→ **WHAT NEEDS TO BE DONE**: Write out the part of the solo travel photography piece word for word, starting with "Guest Author - Christine" and going on through "to the magnificent.".

====== PROVIDED PASSAGE

Guest Author - Christine Wilcox
When I was about 10 years old, I remember sitting down with my aunt as we looked through a family photo album of a recent vacation. She started chuckling as we turned the pages, and I asked what was so funny. Her comment: “You can tell all the pictures that your father took, because there aren’t any people in them!”
That thought has stuck with me as I’ve become an intrepid solo traveler and avid amateur photographer.
In order to break the boredom of landscape after landscape after rolling, flat landscape, I try to break up my vacation photos with the surprises, from the mundane to the magnificent.
One of the things that’s interesting about being a solo traveler is that you have a unique opportunity to observe other people without ignoring anyone else. Take my last day trip for example. I went to Sedona, Arizona, and spent some quality time at Cathedral Rock. I ended up taking about 300 photos in the time I was there, between my 35mm camera and my BlackBerry camera – and while there are the usual landscape photos that capture the things about the area that I loved, I also made an effort to take pictures of – well – other people - in an artistic way rather than in a "vacation photo group" way.

============
====== RECORD SET

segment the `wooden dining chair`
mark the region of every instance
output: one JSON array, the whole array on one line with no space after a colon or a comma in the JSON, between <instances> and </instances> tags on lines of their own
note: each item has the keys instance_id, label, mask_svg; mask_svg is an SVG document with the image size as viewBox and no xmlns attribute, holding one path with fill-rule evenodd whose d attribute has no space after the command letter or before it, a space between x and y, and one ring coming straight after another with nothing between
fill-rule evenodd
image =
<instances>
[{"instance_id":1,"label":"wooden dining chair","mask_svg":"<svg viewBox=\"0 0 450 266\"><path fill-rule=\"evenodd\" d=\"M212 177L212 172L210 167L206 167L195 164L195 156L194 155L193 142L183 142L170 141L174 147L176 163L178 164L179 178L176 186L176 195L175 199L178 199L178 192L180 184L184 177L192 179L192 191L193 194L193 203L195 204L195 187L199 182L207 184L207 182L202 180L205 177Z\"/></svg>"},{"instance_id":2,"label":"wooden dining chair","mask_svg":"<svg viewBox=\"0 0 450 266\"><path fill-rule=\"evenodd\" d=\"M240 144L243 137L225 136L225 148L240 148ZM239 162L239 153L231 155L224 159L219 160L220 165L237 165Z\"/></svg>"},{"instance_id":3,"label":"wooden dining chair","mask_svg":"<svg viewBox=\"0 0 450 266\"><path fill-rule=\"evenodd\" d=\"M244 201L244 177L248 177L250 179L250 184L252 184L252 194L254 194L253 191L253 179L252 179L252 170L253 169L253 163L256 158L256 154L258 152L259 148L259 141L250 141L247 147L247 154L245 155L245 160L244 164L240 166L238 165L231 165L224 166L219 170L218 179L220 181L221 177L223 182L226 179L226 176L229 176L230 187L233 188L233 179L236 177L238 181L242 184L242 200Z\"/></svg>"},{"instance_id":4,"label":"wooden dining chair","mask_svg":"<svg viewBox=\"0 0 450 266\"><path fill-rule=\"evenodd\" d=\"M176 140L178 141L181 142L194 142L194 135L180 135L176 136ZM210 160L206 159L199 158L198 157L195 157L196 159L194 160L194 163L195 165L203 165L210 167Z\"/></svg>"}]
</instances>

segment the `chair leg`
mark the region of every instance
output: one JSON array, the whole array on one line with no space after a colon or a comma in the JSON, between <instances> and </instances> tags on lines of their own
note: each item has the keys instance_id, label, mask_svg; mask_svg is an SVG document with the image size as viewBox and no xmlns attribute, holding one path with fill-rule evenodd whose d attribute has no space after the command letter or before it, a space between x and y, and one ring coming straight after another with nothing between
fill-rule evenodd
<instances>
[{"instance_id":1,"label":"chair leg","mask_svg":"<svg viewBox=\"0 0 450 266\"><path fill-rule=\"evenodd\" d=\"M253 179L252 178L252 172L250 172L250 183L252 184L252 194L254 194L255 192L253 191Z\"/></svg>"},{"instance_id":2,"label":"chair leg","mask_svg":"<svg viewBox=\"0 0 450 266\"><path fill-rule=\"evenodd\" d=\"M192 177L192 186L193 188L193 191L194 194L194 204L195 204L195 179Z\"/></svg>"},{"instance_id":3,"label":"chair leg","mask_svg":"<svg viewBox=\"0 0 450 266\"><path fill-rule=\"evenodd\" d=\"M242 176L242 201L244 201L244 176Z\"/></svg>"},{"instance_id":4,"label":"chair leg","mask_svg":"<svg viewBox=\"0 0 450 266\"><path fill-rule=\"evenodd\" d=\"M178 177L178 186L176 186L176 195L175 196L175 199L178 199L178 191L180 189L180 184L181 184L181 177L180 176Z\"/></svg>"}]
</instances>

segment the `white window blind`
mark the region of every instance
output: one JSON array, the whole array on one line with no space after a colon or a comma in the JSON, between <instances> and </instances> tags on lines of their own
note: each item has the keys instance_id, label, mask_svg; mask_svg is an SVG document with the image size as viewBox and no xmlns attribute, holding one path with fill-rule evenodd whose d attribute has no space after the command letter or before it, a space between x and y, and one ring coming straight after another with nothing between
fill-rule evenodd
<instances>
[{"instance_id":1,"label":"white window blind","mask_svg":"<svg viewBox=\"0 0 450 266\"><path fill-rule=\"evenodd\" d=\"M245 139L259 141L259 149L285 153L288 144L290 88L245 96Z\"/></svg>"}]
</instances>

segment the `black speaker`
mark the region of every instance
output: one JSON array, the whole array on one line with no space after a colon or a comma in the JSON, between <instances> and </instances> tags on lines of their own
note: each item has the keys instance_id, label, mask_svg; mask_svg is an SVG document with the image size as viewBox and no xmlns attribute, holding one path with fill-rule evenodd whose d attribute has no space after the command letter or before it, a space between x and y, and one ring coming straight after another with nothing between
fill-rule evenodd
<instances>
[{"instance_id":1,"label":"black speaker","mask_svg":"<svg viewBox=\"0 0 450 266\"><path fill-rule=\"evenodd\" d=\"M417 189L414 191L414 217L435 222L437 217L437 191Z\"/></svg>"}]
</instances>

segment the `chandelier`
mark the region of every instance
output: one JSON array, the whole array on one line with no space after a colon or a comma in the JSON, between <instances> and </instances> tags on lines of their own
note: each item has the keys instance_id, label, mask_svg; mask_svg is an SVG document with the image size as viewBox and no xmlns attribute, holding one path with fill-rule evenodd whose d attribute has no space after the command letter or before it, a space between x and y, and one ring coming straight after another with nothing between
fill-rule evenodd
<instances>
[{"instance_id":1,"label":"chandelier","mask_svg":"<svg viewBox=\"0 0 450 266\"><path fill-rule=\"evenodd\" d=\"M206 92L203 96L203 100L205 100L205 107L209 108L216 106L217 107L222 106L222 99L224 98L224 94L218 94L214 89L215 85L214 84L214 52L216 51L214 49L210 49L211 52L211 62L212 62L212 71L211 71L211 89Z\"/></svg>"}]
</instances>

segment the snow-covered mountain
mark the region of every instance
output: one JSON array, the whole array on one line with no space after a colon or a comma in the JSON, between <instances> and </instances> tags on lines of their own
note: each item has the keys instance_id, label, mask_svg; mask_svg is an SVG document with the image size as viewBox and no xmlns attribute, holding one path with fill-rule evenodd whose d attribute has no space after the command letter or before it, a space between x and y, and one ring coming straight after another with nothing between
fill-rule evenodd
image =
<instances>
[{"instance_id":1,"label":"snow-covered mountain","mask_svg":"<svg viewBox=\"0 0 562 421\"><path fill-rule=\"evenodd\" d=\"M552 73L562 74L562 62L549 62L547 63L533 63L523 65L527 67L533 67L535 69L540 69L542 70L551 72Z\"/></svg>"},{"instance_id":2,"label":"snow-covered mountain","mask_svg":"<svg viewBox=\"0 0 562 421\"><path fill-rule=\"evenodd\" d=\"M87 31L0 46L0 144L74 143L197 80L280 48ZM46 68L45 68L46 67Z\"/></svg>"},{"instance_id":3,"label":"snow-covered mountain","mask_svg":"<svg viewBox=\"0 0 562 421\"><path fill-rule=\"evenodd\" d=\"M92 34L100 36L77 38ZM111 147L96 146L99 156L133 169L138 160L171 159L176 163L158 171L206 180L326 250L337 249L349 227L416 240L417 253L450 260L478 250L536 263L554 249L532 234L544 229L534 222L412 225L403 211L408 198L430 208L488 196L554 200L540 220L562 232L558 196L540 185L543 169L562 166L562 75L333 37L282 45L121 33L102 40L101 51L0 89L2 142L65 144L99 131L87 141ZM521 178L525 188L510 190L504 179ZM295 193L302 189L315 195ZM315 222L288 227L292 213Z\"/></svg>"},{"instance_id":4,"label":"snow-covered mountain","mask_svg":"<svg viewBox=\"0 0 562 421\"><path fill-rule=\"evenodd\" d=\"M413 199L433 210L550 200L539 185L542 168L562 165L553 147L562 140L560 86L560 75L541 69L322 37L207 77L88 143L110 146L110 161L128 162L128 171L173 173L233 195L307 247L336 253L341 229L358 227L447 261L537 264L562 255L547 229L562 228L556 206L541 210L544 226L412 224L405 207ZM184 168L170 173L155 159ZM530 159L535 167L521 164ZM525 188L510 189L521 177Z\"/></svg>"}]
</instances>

============

→ **OUTPUT FOR THIS EXERCISE**:
Guest Author - Christine Wilcox
When I was about 10 years old, I remember sitting down with my aunt as we looked through a family photo album of a recent vacation. She started chuckling as we turned the pages, and I asked what was so funny. Her comment: “You can tell all the pictures that your father took, because there aren’t any people in them!”
That thought has stuck with me as I’ve become an intrepid solo traveler and avid amateur photographer.
In order to break the boredom of landscape after landscape after rolling, flat landscape, I try to break up my vacation photos with the surprises, from the mundane to the magnificent.